Point-per-instance localization data:
######

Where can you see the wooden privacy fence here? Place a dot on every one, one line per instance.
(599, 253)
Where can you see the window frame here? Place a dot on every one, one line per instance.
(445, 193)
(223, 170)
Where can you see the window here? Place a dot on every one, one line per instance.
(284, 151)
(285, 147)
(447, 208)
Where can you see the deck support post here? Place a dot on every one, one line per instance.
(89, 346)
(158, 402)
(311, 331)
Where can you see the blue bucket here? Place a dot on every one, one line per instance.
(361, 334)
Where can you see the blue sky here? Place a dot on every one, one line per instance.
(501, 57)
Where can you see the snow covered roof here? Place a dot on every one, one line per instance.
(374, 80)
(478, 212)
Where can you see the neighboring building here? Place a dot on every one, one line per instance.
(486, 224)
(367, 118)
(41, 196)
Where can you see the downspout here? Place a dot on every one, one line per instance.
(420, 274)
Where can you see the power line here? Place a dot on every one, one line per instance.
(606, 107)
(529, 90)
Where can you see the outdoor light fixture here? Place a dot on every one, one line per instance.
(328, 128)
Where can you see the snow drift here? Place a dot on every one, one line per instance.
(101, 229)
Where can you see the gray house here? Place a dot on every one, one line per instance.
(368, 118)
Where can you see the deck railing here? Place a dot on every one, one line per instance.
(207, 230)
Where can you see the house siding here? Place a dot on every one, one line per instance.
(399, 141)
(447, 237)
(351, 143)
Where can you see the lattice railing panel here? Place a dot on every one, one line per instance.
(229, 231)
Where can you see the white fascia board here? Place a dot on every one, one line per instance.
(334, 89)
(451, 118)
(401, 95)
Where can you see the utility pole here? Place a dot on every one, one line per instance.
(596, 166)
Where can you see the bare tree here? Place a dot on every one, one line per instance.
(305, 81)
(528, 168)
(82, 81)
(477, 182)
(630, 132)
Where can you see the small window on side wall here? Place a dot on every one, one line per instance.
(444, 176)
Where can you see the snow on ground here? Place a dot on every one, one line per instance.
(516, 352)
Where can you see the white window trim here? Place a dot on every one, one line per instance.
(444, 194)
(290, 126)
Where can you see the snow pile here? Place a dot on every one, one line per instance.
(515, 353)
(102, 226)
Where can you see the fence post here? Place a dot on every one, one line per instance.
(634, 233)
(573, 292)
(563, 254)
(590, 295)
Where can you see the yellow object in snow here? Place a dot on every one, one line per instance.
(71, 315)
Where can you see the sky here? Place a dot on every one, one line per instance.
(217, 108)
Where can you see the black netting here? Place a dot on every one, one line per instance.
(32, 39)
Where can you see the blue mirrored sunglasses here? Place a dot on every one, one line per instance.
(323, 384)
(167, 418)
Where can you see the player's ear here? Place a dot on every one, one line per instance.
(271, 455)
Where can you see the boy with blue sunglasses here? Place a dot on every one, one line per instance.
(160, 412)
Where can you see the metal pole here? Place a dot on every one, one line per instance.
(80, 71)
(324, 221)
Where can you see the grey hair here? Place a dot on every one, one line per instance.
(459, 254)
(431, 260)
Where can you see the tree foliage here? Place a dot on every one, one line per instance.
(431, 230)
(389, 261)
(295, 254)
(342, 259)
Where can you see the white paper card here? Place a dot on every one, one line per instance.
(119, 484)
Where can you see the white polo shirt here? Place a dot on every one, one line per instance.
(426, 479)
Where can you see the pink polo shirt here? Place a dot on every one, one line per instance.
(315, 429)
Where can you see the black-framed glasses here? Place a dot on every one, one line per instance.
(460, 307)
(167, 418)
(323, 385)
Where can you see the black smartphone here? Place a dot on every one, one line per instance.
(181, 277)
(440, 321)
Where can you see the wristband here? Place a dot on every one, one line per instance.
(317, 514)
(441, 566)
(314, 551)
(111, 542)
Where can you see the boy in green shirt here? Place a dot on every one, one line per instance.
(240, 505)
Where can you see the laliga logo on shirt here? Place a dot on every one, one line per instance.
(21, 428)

######

• _REQUIREMENT_
Each record, exactly as written, is to be printed again.

• _TASK RESULT_
Where can you see the wooden privacy fence here? Place a dot on every one, one line per instance.
(599, 253)
Where can you see the window frame here? Place a dot on every one, one line per instance.
(445, 193)
(223, 170)
Where can you see the window here? Place a dot on every one, one line per instance.
(284, 151)
(285, 147)
(447, 208)
Where can you see the deck support post here? Place a dot on every one, one line per instance.
(89, 346)
(158, 402)
(311, 331)
Where can you see the blue bucket here? Place a dot on every one, one line per instance.
(361, 334)
Where can you see the blue sky here? Place a dot on every one, one line per instance.
(501, 57)
Where can you see the snow covered roof here? Place a dot on every one, one line per instance.
(374, 80)
(478, 212)
Where can you see the neighboring building here? Place a dot on every one, one line per instance.
(486, 224)
(367, 118)
(41, 196)
Where can you see the downspout here? Place a dot on every one, one line per instance.
(420, 274)
Where can you see the power line here? Place a dot on every one, one line per instance.
(606, 107)
(529, 90)
Where can you see the outdoor light fixture here? Place a dot on every one, one line per instance.
(328, 128)
Where can you see the snow drift here? Place a dot on every one, one line per instance.
(101, 229)
Where can you see the gray house here? Place a dot on every one, one line per instance.
(368, 118)
Where can you see the deck railing here? Place a dot on every one, one line per instance.
(207, 230)
Where can you see the house siding here? Place a dot on every one, one line per instance.
(399, 141)
(447, 237)
(351, 143)
Where can you see the lattice railing panel here? Place a dot on every one, one line per instance.
(229, 231)
Where can you see the white fascia board here? Place a dot on every one, one line per instance.
(334, 89)
(451, 118)
(401, 95)
Where can you see the utility pole here? Place a dot on every one, one line per instance.
(596, 166)
Where can you see the bare tree here? Place a dot on every one, one line per instance.
(305, 81)
(528, 168)
(82, 81)
(477, 182)
(630, 132)
Where can you see the small window on side wall here? Place a dot on every one, one line per instance.
(444, 176)
Where can you see the snow on ground here? Place a dot on every one, one line per instance.
(516, 352)
Where can you see the white window trim here? Place a dot on every one, one line per instance.
(444, 194)
(290, 126)
Where can you see the snow pile here? Place a dot on every one, one line per instance.
(515, 353)
(102, 226)
Where can you see the fence post here? Place a dot on every one, one line per instance.
(634, 233)
(573, 292)
(563, 254)
(590, 295)
Where can you see the yellow object in snow here? Place a dot on every one, one line per instance.
(71, 315)
Where can you see the sky here? Place a dot on every one, one line per instance.
(217, 108)
Where can you see the black netting here? Place a dot on every one, one line per instance.
(32, 39)
Where can you see the blue mirrored sunglasses here? Place a dot on every one, one line per instance.
(323, 384)
(167, 418)
Where can you see the player's ear here? Place a dot on every one, one line per instance.
(271, 455)
Where can you see the boy with blue sunglasses here? Place a dot on every one, one line per instance.
(160, 412)
Where can you see the metal pole here? Place a dot on every one, one line per instance.
(80, 71)
(324, 221)
Where can you see the grey hair here? Place a dot on every one, one line per instance.
(459, 254)
(431, 260)
Where can you see the tree foliage here? Place a dot on every one, one line per instance.
(431, 230)
(389, 261)
(295, 254)
(342, 259)
Where can you see the white paper card here? Place a dot on every one, one line per instance.
(119, 484)
Where can you see the white polo shirt here? Place a dot on every one, one line per instance.
(426, 479)
Where can you see the pink polo shirt here? Place a dot on every one, one line per instance.
(315, 429)
Where can you see the black-framed glasses here? Place a dot on every one, one line per instance.
(460, 307)
(167, 418)
(323, 385)
Where can you see the black smartphone here? Place a dot on every one, one line per instance.
(181, 277)
(440, 321)
Where can you see the wristband here? Place a dot on every one, one line per instance.
(317, 514)
(441, 566)
(314, 551)
(111, 542)
Where can you see the boy in green shirt here? Place a dot on every one, one line per instance.
(240, 505)
Where can you see the laliga logo on shirt here? Place a dot on every one, one line per instance.
(21, 428)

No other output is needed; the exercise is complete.